-- start --

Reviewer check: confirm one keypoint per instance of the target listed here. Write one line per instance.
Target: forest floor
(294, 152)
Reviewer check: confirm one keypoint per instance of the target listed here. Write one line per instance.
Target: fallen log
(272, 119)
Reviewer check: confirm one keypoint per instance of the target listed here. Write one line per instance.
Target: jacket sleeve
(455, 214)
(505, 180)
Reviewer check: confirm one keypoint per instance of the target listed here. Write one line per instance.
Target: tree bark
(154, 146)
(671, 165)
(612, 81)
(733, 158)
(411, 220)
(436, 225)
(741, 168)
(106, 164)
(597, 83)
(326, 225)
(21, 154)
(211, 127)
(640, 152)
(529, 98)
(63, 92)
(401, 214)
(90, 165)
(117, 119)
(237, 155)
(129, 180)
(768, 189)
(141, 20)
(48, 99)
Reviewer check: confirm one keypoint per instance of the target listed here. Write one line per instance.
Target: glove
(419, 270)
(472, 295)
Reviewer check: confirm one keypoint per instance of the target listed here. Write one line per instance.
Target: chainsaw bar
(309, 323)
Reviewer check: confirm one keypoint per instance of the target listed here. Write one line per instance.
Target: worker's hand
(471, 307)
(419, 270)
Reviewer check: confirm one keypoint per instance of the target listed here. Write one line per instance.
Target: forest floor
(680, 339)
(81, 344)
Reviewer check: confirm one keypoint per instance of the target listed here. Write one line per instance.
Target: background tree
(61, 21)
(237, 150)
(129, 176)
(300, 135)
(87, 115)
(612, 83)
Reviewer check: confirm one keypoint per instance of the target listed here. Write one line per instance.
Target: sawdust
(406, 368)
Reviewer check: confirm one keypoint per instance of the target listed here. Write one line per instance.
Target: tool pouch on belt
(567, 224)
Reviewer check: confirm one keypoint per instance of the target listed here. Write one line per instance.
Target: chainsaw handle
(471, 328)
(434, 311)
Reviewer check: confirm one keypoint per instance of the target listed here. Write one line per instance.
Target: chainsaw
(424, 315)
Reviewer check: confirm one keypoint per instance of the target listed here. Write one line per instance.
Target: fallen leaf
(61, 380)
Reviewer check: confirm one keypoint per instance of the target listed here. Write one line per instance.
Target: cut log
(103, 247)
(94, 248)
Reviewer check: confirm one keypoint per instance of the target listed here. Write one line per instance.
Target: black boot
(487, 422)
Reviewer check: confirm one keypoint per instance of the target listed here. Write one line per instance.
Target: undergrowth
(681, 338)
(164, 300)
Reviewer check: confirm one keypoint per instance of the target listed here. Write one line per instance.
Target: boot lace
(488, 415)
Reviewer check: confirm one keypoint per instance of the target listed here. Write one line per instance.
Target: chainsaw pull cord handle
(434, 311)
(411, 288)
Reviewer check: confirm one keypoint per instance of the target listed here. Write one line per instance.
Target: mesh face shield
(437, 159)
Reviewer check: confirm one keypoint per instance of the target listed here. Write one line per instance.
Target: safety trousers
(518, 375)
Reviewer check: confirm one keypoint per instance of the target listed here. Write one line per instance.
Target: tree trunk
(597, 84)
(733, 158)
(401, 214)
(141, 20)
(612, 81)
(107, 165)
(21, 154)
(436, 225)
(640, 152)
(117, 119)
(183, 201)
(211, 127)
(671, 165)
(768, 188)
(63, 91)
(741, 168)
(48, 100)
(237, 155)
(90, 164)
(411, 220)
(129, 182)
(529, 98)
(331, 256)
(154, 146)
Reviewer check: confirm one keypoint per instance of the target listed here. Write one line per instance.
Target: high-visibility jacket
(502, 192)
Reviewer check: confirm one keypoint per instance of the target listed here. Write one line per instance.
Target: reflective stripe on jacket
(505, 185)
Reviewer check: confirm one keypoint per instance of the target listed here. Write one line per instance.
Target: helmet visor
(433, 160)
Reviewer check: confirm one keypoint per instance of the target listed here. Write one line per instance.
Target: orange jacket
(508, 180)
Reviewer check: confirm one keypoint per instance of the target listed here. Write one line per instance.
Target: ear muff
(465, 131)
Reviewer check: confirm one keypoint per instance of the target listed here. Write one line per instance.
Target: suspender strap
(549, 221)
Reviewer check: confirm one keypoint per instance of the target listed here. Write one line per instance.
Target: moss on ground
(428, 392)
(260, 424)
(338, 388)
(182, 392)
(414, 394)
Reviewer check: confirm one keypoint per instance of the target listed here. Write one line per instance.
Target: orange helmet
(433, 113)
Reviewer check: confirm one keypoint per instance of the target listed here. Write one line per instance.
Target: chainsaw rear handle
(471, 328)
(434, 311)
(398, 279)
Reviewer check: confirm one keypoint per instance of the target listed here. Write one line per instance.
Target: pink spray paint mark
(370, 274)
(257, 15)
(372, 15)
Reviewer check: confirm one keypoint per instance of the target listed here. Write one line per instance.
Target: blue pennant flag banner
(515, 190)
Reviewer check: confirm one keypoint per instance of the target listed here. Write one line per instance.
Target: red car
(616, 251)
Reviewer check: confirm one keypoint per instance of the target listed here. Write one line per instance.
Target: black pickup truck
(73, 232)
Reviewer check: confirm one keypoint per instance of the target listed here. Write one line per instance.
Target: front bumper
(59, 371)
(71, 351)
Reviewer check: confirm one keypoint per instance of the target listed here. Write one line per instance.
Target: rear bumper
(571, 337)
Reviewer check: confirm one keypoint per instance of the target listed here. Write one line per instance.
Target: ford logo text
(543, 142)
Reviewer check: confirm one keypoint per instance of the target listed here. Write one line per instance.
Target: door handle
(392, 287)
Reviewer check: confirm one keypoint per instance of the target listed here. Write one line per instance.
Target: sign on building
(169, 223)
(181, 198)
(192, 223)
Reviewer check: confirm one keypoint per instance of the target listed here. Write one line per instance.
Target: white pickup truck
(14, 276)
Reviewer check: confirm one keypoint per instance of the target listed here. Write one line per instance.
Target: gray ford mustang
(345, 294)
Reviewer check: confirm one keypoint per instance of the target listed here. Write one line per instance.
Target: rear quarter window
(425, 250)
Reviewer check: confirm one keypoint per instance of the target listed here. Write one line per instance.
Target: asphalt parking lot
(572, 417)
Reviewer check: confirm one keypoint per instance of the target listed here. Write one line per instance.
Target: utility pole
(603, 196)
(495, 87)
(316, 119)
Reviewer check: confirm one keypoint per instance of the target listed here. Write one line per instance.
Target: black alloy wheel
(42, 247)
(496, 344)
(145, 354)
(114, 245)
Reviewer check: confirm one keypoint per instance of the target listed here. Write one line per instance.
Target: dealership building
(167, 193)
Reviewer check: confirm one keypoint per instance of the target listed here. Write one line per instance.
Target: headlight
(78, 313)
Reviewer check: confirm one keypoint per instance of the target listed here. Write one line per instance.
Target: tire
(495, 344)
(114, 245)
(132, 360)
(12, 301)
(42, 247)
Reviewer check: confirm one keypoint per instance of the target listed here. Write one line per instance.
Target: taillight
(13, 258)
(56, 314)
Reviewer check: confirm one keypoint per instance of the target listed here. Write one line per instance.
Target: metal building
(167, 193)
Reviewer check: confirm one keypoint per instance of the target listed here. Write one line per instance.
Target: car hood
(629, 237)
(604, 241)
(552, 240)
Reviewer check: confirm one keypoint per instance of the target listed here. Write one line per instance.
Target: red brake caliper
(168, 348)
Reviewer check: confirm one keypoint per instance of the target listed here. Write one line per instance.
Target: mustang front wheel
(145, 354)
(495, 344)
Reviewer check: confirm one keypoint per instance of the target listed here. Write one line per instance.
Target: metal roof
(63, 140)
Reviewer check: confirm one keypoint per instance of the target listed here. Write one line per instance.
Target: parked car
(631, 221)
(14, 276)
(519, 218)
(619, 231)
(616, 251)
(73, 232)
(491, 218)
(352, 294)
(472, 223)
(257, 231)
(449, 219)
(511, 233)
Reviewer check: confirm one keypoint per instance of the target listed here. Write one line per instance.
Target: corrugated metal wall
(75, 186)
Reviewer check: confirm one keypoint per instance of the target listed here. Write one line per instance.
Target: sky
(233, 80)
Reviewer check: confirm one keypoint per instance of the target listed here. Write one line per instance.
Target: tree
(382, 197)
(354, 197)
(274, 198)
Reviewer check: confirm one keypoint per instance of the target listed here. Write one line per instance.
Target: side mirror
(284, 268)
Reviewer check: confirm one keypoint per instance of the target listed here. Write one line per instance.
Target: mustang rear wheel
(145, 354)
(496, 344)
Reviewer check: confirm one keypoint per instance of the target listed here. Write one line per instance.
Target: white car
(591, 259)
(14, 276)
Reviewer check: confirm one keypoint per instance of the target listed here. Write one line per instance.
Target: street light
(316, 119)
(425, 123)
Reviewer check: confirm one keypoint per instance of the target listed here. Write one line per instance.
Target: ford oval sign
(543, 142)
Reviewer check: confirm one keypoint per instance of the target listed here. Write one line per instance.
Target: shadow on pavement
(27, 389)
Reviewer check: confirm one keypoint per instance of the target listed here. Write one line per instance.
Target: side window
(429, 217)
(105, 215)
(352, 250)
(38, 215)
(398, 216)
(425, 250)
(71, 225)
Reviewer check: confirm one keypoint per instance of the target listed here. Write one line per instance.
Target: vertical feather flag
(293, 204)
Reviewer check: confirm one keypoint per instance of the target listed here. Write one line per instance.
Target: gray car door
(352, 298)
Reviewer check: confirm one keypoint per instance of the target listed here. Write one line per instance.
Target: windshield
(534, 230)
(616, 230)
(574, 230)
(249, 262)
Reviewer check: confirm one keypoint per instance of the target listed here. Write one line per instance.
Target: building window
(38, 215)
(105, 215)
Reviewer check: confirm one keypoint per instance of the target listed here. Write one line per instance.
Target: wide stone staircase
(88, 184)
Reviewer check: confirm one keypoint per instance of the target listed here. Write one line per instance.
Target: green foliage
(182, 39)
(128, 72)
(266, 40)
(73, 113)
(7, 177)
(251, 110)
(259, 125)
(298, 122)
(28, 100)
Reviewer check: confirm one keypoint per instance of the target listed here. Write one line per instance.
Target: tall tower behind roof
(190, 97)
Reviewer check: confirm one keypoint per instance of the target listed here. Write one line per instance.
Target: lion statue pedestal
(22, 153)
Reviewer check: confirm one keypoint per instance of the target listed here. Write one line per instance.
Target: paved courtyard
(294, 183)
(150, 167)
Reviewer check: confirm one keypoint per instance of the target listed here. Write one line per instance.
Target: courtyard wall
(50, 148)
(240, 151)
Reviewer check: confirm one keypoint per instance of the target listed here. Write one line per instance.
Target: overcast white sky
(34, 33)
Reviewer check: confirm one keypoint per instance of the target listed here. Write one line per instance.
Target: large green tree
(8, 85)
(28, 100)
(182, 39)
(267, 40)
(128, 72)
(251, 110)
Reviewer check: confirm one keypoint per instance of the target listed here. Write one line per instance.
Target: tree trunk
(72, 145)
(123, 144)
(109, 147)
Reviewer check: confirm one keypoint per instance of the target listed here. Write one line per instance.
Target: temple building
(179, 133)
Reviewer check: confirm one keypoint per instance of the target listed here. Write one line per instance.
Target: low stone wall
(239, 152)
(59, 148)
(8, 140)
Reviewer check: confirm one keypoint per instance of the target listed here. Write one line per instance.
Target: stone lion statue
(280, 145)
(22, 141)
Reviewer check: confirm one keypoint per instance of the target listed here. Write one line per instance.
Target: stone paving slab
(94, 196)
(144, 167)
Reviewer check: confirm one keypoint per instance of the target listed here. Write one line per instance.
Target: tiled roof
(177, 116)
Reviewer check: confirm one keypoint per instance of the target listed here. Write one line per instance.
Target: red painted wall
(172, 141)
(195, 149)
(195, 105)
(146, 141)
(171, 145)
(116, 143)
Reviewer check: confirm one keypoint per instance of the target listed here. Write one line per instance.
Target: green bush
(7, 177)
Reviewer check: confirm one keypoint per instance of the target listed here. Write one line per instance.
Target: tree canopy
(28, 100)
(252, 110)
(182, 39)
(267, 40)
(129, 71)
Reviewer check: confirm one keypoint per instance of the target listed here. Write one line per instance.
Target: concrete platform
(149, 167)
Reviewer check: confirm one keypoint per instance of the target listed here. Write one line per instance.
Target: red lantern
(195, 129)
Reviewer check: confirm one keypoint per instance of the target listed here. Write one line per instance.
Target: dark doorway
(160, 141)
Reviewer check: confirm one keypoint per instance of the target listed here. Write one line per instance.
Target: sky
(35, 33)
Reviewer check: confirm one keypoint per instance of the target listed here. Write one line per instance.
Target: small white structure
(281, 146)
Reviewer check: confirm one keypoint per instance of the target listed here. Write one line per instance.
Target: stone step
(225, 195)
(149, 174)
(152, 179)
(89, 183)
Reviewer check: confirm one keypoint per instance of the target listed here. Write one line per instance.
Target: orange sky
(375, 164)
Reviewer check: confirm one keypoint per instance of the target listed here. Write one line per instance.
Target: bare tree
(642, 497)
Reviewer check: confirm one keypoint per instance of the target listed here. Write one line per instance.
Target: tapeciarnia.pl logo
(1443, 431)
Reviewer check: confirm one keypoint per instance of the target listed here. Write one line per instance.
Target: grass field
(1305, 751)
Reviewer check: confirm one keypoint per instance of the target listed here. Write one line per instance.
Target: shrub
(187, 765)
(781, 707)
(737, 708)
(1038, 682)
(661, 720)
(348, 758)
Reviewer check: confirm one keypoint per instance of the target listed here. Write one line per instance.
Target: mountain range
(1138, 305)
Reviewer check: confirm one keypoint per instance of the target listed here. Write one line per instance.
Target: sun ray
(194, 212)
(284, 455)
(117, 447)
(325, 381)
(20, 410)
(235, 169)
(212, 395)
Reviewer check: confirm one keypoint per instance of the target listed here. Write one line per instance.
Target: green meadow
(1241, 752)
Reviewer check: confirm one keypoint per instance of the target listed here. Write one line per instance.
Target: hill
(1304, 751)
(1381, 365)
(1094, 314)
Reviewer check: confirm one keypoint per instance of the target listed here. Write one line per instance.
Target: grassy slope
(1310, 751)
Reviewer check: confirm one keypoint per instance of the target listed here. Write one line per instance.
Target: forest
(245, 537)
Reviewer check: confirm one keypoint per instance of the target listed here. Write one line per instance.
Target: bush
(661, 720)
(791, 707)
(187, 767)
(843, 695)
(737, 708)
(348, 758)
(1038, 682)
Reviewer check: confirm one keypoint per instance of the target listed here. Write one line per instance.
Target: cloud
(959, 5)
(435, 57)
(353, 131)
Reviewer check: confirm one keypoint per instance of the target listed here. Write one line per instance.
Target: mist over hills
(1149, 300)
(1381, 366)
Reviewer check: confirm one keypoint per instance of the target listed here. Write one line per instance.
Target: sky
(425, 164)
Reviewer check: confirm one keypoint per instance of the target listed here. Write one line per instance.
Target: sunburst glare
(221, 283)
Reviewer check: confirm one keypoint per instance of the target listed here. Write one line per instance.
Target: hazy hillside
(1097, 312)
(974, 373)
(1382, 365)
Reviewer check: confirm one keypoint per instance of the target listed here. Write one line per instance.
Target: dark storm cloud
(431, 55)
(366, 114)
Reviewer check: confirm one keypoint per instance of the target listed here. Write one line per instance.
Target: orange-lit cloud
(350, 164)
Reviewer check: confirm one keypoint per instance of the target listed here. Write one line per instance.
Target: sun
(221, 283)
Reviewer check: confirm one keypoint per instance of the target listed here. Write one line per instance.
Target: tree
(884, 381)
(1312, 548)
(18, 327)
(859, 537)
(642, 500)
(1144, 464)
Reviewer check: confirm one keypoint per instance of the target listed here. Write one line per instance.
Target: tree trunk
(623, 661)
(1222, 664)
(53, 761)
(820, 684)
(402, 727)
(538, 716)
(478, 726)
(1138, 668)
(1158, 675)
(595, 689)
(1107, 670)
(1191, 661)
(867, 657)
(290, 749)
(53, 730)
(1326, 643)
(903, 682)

-- end --

### To do
Pull out and copy every line in the items above that contains the word "logo".

### Correct response
Target: ford logo text
Target: tapeciarnia.pl logo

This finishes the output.